--- PAGE ---

Over 50 years ago, Peter Drucker said; "There is only one valid definition of business purpose: to create a customer".

So what is a customer? Remember, that unless they see something sufficiently special to add you to their list of “preferred” suppliers, then they are probably just a casual user. By preferred, I do not necessarily mean the formal “preferred suppliers list” used by many large companies but simply that they see you as a company that can cure problems for them and that they can trust you to deliver. So, they will want to use you and will have reasons to keep you informed of future needs that you can help to satisfy.

Perhaps the most important key performance indicator for any business is its ability to produce a predictable and consistent flow of new and repeat business. Predictability cannot be achieved where the basis of your commercial transactions is ad hoc and reactive – this is just a user, not a customer. To create meaningful mutually beneficial relationships requires time, effort and commitment from both sides. However, the relationship creation process needs to be driven by the supplier, involving the creation of well designed plans, which are then implemented and executed by experienced sales people.

Each sales person will own a number of account plans which combine to represent their personal territory plan - the plan for them to achieve their total annual sales target. In turn the aggregated territory plans represent the complete sales plan for your company. This will help you to reliably forecast future revenue, margin and profit plus the associated demand for support and delivery resources. Good account plans will also give you access to trustworthy leading indicators of future business performance.

Account planning:
As you build a picture of your prospective customer it needs to be recorded in an account plan that includes an organisation chart structured around what you need to know about an account. This does not have to be a complicated document but it must provide a format which encourages the collection and collation of the necessary data. It will make sure the sales people ask those important tough questions and it will provide a plan for how you will campaign that particular customer. Once the data has been collected brainstorm techniques can be used to turn it into information and eventually knowledge about what will be required to win business with the individual customer. Such brainstorms will include a range of people from you organisation and this will vary in line with your type of business but typically could include; technical specialists, delivery staff, the financial manager, legal expertise, the quality manager, HR recruitment and resourcing specialists. The objective is to produce a real plan of action with steps, goals timescales, targeted revenue and responsibilities for all involved in executing the plan – it must state how much you will sell, to whom, by when and by what means.

It may seem a little cold and possibly harsh but you must rank different customers based on their potential value to you. Value is partly about the actual revenue potential but it should also include some other “softer” measure as well. For example, there are bound to be certain customers who are worth having for their prestige value, or they may pay quickly, or they may be a great reference site. Decide your own criteria and build them into your qualification process then apply this when reviewing individual account plans.

Account networking:
As you get to know different people inside the customer, you are building a network of contacts. Regardless of their job roles, they will also fall into certain categories in terms of their potential relationship with suppliers in general and you in particular. The key roles to be aware of are; gate keeper, influencer, information provider, coach, buyer, decision maker, user and budget holder. I imagine that most of these are self-explanatory and you will probably recognize at least some of these roles inside your good customers. It is quite possible that one person could be in several categories and may be in different categories at different times.

It is most important that you create a network plan, based on the roles outlined above, and that you use this to guide you as you develop the customer relationship and later as you pursue specific opportunities. The network plan should include customer contacts at all levels – you need to be engaged at the senior level from the outset so that you do not need to ask your contacts “permission” to talk to the people at the top when you are looking for a decision.

---

TO DO:
**1)** Answer from the article on account planning:
(a) What did Peter Drucker call the only valid definition of business purpose?
(b) What do the aggregated territory plans represent?
(c) What four things must the plan of action state?
**2)** Reproduce the article on account planning word for word from "It is most important" up to and including "for a decision.".
Rely only on the article on account planning.

--- PROVIDED DATA ---

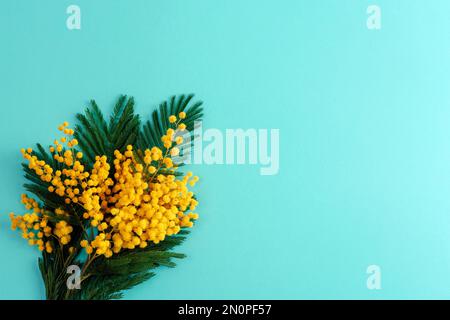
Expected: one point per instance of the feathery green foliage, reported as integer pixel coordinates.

---

ANSWER LIST:
**1)**
(a) To create a customer.
(b) The complete sales plan for your company.
(c) How much you will sell, to whom, by when and by what means.

**2)**
It is most important that you create a network plan, based on the roles outlined above, and that you use this to guide you as you develop the customer relationship and later as you pursue specific opportunities. The network plan should include customer contacts at all levels – you need to be engaged at the senior level from the outset so that you do not need to ask your contacts “permission” to talk to the people at the top when you are looking for a decision.